Output the lines between the one containing "Please find player's dark" and the one containing "[0,545,1344,896]", inclusive, copying them exactly as they appear in the items.

Start RECORDS FOR THE TASK

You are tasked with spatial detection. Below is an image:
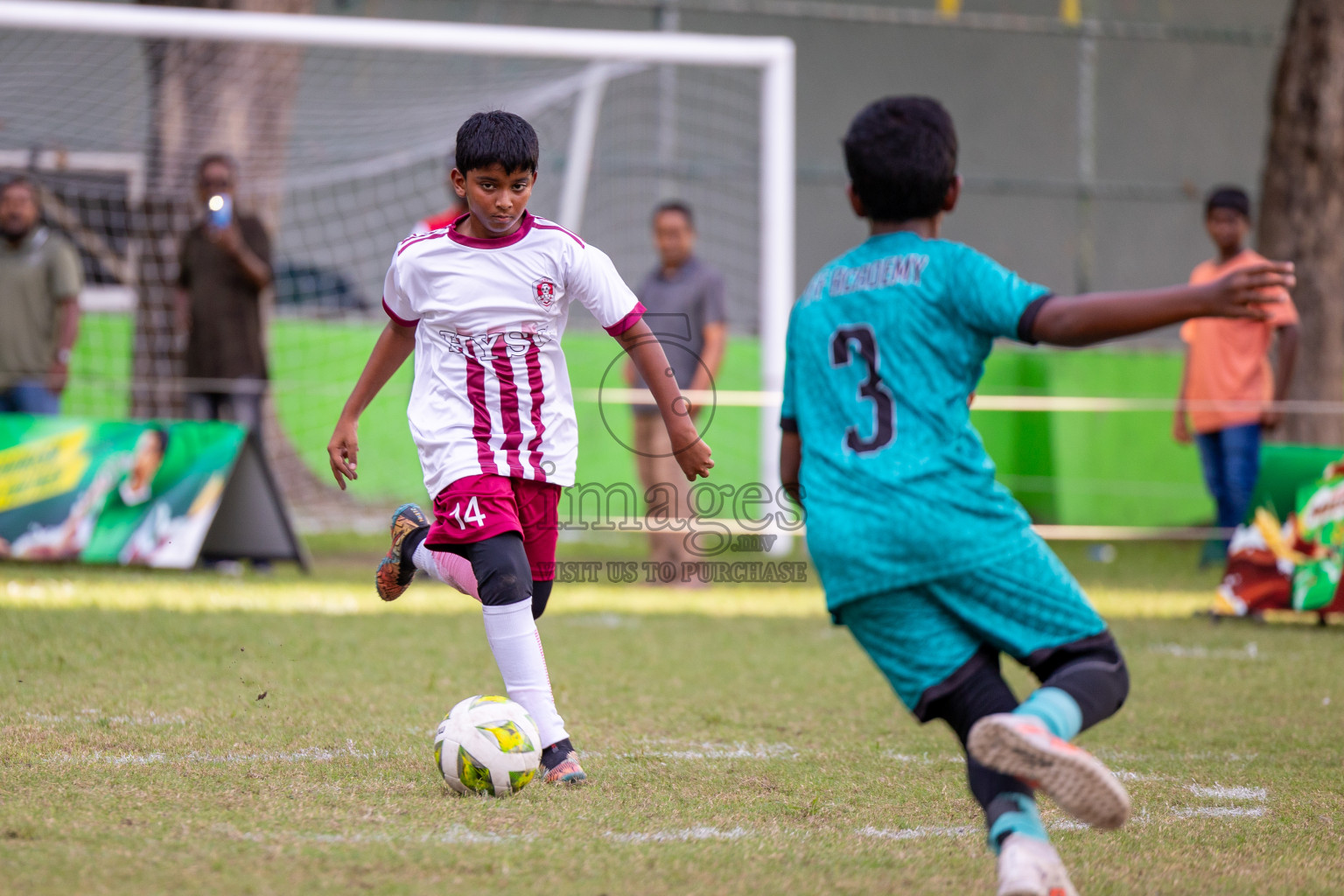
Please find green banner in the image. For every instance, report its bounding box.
[0,414,246,570]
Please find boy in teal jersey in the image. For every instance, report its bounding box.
[780,97,1293,896]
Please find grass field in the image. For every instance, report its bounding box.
[0,539,1344,894]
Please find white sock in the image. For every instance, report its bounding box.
[411,542,481,600]
[481,598,569,747]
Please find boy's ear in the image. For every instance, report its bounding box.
[844,184,868,218]
[942,175,961,213]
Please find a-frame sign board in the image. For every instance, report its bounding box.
[200,435,309,572]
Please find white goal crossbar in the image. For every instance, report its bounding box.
[0,0,795,510]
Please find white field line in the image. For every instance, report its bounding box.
[605,826,752,844]
[1172,806,1264,818]
[43,740,393,766]
[855,825,981,840]
[1188,785,1269,802]
[620,740,798,760]
[1148,640,1261,660]
[24,710,187,725]
[228,825,536,845]
[882,750,966,766]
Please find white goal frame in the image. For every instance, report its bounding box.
[0,0,795,510]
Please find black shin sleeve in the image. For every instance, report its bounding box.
[532,579,555,620]
[915,649,1031,825]
[1028,632,1129,731]
[453,532,535,612]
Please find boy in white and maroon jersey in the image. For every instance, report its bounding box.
[326,111,714,782]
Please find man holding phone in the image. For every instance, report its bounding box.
[176,155,271,435]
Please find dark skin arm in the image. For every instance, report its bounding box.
[615,321,714,482]
[1031,262,1297,346]
[326,321,416,490]
[780,432,802,504]
[47,296,80,395]
[206,220,270,289]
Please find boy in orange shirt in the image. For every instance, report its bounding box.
[1172,186,1297,559]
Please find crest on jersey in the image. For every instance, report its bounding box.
[532,276,555,309]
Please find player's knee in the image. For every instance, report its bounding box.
[471,532,532,607]
[532,579,555,620]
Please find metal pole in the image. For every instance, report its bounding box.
[561,63,609,233]
[657,0,682,199]
[1074,20,1096,293]
[760,45,795,554]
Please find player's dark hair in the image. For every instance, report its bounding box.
[196,151,238,180]
[649,199,695,230]
[453,108,542,175]
[1204,186,1251,219]
[844,97,957,221]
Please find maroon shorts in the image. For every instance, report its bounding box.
[424,472,561,582]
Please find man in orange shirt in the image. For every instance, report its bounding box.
[1172,186,1297,548]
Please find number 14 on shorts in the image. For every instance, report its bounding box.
[447,494,485,529]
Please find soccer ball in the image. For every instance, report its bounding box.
[434,695,542,796]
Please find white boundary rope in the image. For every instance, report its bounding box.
[574,388,1344,415]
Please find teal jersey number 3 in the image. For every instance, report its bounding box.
[780,231,1050,608]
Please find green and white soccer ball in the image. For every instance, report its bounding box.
[434,695,542,796]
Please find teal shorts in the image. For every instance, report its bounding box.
[835,535,1106,718]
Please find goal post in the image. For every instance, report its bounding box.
[0,0,795,531]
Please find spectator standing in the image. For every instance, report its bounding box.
[1172,186,1298,550]
[0,178,83,414]
[178,155,271,434]
[627,201,729,568]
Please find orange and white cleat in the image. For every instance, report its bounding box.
[374,504,429,600]
[542,738,587,785]
[966,712,1130,829]
[998,834,1078,896]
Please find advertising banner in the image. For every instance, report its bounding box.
[0,414,304,570]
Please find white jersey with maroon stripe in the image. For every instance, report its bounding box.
[383,214,644,496]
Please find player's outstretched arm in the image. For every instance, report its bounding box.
[1031,262,1297,346]
[615,321,714,482]
[326,321,416,490]
[780,432,802,505]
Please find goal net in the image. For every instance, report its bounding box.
[0,2,793,531]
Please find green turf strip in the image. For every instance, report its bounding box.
[0,545,1344,896]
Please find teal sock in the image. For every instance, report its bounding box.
[1013,688,1083,740]
[985,794,1050,856]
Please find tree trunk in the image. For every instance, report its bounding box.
[1259,0,1344,444]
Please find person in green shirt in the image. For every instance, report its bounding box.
[0,176,83,414]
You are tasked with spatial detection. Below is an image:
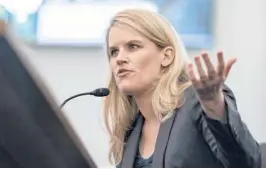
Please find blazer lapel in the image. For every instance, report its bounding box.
[152,110,177,168]
[121,115,144,168]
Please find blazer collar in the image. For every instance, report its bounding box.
[121,112,176,168]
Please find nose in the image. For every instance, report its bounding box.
[116,51,128,65]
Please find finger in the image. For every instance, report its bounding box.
[224,58,237,78]
[202,53,216,79]
[187,63,197,84]
[194,56,208,81]
[217,52,224,77]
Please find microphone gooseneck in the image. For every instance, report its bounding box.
[60,88,110,108]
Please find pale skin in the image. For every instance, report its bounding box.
[108,26,236,158]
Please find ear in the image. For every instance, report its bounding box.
[161,46,174,67]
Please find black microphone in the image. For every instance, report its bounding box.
[60,88,110,108]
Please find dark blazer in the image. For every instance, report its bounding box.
[117,87,261,168]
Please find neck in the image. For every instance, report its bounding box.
[134,92,158,123]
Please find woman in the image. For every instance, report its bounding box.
[104,9,260,168]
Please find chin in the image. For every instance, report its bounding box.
[118,84,136,95]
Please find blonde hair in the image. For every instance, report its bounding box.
[104,9,190,164]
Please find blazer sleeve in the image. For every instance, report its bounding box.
[194,86,261,168]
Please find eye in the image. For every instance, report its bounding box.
[128,44,139,50]
[110,49,118,57]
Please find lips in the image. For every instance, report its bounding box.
[117,69,131,77]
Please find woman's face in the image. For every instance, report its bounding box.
[108,26,164,96]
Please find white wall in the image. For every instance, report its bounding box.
[19,0,266,167]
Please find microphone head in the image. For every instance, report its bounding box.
[91,88,110,97]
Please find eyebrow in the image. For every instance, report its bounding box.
[109,40,143,50]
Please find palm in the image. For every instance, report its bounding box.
[187,52,236,102]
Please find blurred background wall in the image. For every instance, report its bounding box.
[2,0,266,167]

End RECORDS FOR THE TASK

• _SOLUTION FOR THIS PROBLEM_:
Please find player's dark hair in the image. For every instance, report its bounding box.
[196,151,238,180]
[649,199,695,230]
[453,108,542,175]
[1204,186,1251,219]
[844,97,957,221]
Please find maroon shorts in the image. For every instance, report its bounding box.
[424,472,561,582]
Please find man in orange shirt in the image. For every instance, report its bounding box.
[1172,186,1297,548]
Please find number 14 on shorts in the image. For every instance, report its bounding box.
[447,494,485,529]
Please find soccer ball in the image. For every instance, report its bounding box.
[434,695,542,796]
Please find white boundary rope in the image. For every instance, report its bounding box.
[574,388,1344,415]
Please find teal jersey number 3 in the image. For every instance, report its bounding box.
[780,231,1050,608]
Please find green and white soccer ball in the image. For every instance, report its bounding box.
[434,695,542,796]
Please find teal shorts in the image. For every instance, report its bounding box.
[835,535,1106,718]
Please find goal post in the image. For every instance, report its bounding box.
[0,0,795,531]
Please find spectator standing in the image. For every instance, report its bounding box.
[1172,186,1298,550]
[0,178,83,414]
[178,155,271,434]
[627,201,729,568]
Please find orange and white cleat in the image. For every instance, report its bounding box.
[374,504,429,600]
[542,738,587,785]
[966,712,1130,829]
[998,834,1078,896]
Please find advertising banner in the image. For every instance, report its bounding box.
[0,414,304,570]
Please find white jersey with maroon stripe in the image. For every instance, report its bounding box.
[383,214,644,496]
Please find player's outstretched arm in the image. For every instance, report its bounding box.
[1031,262,1297,346]
[615,321,714,482]
[326,321,416,490]
[780,432,802,505]
Please find goal net in the image. For every instance, report its bounding box.
[0,2,793,531]
Please find green turf strip in the image. For every instance, report its bounding box.
[0,545,1344,896]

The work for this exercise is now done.